----- Dataset excerpts -----

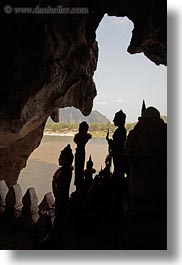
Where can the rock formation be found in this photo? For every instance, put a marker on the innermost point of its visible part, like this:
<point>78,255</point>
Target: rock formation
<point>48,61</point>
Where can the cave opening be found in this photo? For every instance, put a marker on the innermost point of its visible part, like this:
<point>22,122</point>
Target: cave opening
<point>92,219</point>
<point>117,77</point>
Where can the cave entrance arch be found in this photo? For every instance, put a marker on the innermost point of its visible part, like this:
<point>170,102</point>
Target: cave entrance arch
<point>117,73</point>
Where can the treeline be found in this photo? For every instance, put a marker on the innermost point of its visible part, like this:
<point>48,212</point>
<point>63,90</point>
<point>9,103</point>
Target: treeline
<point>93,127</point>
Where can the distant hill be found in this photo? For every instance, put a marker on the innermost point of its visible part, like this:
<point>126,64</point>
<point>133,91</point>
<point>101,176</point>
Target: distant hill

-----

What you need to do
Return only the lines between the one holding "Target: cave entrance arch" and the one holding "<point>9,103</point>", inclusive, exactly as they appear above.

Finished task
Target: cave entrance arch
<point>117,73</point>
Where can the treeline be found in this photo? For every instance, put a marker on the innermost point of its visible part, like this:
<point>48,212</point>
<point>63,90</point>
<point>9,103</point>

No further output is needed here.